GOAL OF THE EXERCISE
Please swap "keypoint" for "marker" in the lines from the one with "Reviewer note: check" up to and including the one with "column 662, row 296", keeping everything else the same. Give back only those lines, without the pictures.

EXERCISE MATERIAL
· · · · · · ·

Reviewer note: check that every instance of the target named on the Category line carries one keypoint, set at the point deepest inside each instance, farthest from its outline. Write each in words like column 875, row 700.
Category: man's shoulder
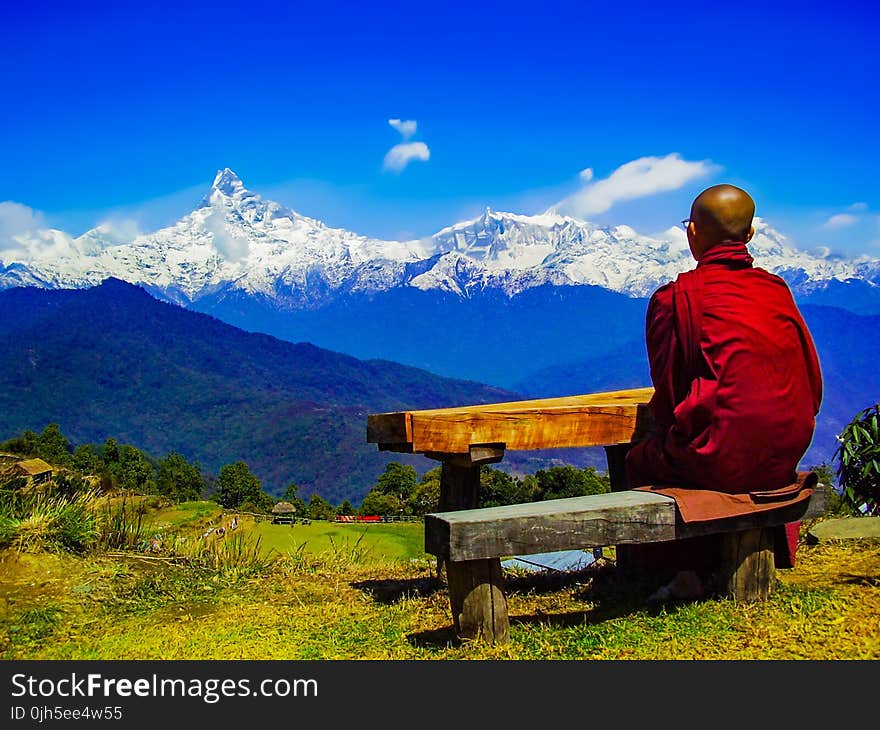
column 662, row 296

· · · · · · ·

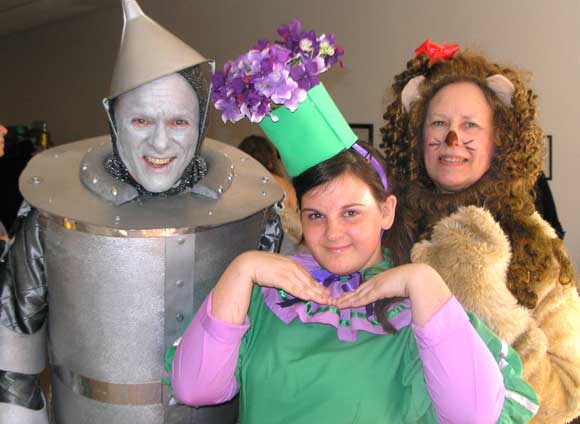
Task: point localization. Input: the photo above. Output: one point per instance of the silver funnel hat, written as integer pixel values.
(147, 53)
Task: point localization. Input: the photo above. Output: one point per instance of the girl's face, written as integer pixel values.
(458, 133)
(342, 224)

· · · · · · ·

SOLUTION FOR THIS EXERCISE
Reviewer note: check that every instance of the target named on the Category line carries one marker, set at the point deepest inside each instance, farthest from its outline. Write each in words like column 875, row 700.
Category: man's shoulder
column 662, row 296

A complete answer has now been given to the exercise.